Exercise data start
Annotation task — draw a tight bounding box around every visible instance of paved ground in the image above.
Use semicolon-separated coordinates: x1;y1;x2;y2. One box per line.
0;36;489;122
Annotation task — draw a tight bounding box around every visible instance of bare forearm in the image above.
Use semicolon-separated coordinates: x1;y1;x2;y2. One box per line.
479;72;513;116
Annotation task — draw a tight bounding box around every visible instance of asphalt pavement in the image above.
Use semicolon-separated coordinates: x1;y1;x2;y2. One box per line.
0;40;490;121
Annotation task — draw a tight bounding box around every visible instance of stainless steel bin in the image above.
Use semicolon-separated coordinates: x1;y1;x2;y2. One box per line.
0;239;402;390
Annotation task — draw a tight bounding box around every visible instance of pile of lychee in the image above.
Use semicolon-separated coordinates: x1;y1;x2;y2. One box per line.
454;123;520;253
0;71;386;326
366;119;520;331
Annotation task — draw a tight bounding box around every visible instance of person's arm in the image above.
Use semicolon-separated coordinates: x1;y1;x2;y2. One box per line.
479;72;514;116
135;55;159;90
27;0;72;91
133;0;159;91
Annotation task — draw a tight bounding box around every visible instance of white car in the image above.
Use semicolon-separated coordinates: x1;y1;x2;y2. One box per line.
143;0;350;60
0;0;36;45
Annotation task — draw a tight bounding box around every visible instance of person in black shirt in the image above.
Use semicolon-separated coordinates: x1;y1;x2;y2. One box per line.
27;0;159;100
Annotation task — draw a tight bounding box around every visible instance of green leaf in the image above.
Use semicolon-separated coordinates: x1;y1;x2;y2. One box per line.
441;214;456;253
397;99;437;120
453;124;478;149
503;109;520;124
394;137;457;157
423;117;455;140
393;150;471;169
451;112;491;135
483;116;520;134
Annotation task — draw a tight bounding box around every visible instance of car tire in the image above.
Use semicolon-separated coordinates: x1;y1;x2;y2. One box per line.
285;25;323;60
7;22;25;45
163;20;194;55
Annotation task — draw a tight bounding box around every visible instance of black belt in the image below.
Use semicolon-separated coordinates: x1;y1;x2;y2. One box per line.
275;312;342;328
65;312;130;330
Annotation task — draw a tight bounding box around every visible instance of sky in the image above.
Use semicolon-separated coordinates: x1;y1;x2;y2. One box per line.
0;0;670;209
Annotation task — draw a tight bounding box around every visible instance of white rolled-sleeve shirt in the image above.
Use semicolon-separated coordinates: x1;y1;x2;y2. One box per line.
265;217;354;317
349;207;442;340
Exercise data end
Change "bare forearm" to "exposed forearm" in the rows from the first line up to and including the line with "0;40;490;121", and write those lines out again with nothing else altered.

**Problem solution**
Annotation task — draw a tight bounding box around every visible instance of paved ground in the image above.
Use semicolon-separated coordinates: x1;y1;x2;y2. One box per line.
0;36;489;122
Annotation task — draw a tight bounding box around every visible instance of exposed forearm in the image above.
Use semicolon-separated coordinates: x1;y1;x2;y2. One box per line.
479;72;513;116
Annotation task — draw a tight bounding box around every visible instance of asphalt pavement in the image above.
Use semicolon-separated coordinates: x1;y1;x2;y2. One box per line.
0;40;490;121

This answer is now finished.